* _STATED EXERCISE_
Can you recast the data, from its start up to and including the line containing "For holes, rely on the even-odd rule.", as a JSON list of strings with one string per line, skipping blank lines and leaving out the pictures?

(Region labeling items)
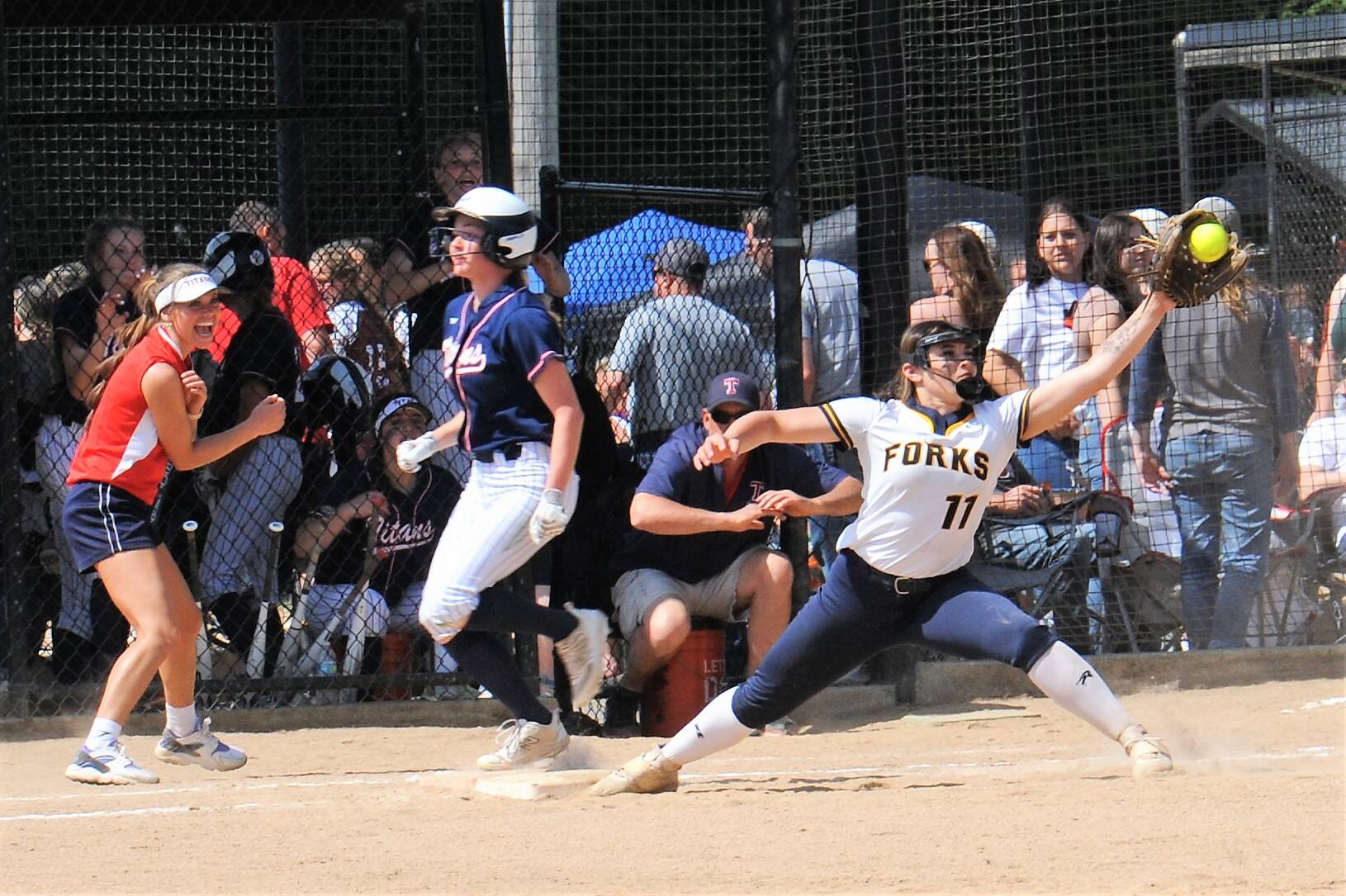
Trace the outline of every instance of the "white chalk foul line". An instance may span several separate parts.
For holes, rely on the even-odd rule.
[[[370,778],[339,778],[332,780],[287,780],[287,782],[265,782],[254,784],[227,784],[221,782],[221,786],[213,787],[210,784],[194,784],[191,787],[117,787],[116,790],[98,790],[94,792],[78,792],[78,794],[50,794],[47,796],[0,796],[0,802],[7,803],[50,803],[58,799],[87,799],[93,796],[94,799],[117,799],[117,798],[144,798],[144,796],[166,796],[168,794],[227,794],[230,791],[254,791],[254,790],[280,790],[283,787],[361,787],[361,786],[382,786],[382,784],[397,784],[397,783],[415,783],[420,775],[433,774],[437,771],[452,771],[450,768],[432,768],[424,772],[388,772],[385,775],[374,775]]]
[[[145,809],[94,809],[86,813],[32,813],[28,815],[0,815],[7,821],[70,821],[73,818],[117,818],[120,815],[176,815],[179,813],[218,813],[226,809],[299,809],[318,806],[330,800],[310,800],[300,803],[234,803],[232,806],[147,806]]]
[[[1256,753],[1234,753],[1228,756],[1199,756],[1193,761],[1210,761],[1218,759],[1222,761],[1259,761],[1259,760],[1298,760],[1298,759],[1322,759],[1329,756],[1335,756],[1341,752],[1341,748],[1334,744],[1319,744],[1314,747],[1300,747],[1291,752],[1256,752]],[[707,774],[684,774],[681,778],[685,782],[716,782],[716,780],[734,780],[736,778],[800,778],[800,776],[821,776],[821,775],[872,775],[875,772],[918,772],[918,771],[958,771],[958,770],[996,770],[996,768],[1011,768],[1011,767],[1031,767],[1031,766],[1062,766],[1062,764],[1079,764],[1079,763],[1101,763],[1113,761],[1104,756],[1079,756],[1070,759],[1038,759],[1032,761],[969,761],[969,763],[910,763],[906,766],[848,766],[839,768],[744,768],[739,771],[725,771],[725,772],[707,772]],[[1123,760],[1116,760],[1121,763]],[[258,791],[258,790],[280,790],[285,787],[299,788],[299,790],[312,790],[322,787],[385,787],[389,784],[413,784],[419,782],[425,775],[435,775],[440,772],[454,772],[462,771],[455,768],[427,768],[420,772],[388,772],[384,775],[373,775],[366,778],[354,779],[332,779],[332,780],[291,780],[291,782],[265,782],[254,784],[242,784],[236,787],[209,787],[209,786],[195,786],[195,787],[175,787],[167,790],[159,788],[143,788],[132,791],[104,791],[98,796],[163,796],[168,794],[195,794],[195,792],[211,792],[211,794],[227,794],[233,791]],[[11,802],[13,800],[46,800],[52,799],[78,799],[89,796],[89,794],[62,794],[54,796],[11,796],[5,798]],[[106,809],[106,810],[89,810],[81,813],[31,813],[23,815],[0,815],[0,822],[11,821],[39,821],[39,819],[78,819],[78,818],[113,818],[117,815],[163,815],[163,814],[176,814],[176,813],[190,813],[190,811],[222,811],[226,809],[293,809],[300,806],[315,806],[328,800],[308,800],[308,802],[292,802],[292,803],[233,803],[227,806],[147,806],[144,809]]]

* _EXERCISE RESPONSE_
[
  "Trace the outline of every instance of the \"white chalk foul line\". An instance may span several separate parts.",
  "For holes, rely on the even-odd rule."
]